# Rows:
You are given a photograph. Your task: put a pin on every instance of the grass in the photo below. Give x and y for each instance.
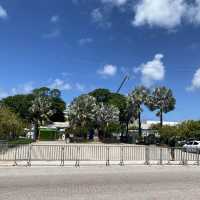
(20, 141)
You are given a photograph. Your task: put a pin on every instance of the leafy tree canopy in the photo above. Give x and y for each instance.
(20, 104)
(10, 124)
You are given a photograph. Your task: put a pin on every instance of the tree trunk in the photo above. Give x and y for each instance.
(140, 125)
(161, 118)
(127, 128)
(36, 131)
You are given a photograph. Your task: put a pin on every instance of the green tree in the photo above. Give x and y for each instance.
(139, 97)
(40, 111)
(107, 97)
(11, 125)
(20, 104)
(101, 95)
(162, 101)
(82, 113)
(105, 116)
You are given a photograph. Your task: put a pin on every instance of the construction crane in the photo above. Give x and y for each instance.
(126, 78)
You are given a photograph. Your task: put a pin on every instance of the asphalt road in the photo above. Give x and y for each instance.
(100, 183)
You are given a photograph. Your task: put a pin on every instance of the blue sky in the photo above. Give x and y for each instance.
(80, 45)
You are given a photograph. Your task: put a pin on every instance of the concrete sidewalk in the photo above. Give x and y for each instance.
(100, 183)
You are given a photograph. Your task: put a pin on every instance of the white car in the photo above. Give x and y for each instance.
(192, 146)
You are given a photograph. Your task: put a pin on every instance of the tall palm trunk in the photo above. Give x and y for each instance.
(161, 118)
(36, 131)
(139, 125)
(127, 128)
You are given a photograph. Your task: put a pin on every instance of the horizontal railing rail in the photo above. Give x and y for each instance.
(78, 153)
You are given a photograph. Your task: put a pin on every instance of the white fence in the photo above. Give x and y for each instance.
(108, 154)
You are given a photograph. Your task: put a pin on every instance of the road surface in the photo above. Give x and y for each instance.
(100, 183)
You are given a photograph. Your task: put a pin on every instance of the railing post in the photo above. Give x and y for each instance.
(29, 155)
(107, 156)
(62, 156)
(184, 159)
(121, 156)
(77, 164)
(161, 156)
(15, 159)
(197, 155)
(147, 155)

# Aim of the exercise:
Convert the records above, from the line that contains "of the green" through the end of the records, inclusive, into a two-column CSV named record_text and answer, with one row per record. Put each record's text and its answer in one quoted field each, turning line breaks into spaces.

# Task output:
record_text,answer
"You are given a photograph. Your task: put a pin on every instance of the green tree in the photo above. Give x and y for each instance.","(139, 97) (40, 111) (107, 97) (11, 125) (20, 104) (101, 95) (162, 101) (82, 113) (105, 116)"
"You are given a photograph. Your task: put a pin on every instance of the construction crane in the photo above. Give x and y for each instance.","(126, 78)"
"You are given a photograph. Your task: put a pin on every instance of the asphalt road in the photo above. Give x and y for each instance.","(100, 183)"
"You are given a photograph. Your task: put a pin on every instance of the blue sky in the photo above. Give x and y for each instance.","(80, 45)"
"You are given a photograph. Your task: put a pin on every instance of the concrete sidewalk in the photo above. Give x and y for each instance.","(100, 183)"
"You are given a photograph. Your task: put a pin on every instance of the white car in the photo above. Give x and y for each instance.","(192, 146)"
"You are given a photograph. Your task: put a pin on every instance of the tall palm trunk in the photo above. Give x and y for each instance.","(161, 118) (36, 131) (139, 125) (127, 128)"
"You are given a photograph. Your task: put a pin on every instance of the horizontal railing rail in the photo above. Give x and y for each instance.","(78, 153)"
"You are given a photograph. Your task: put a pin on every instance of the white fence in the photo above. Give x and y for each instance.","(108, 154)"
"You are given a photograph. Your task: put a pin on every instance of the road surface in the photo above. Give x and y for each instance.","(100, 183)"
"You are given a photograph. Your task: put a pin on every instance of the railing post in the photo above. Give x and y for each instance.","(29, 155) (107, 156) (62, 156) (184, 159) (121, 156) (77, 164) (161, 156) (15, 159) (197, 155) (147, 155)"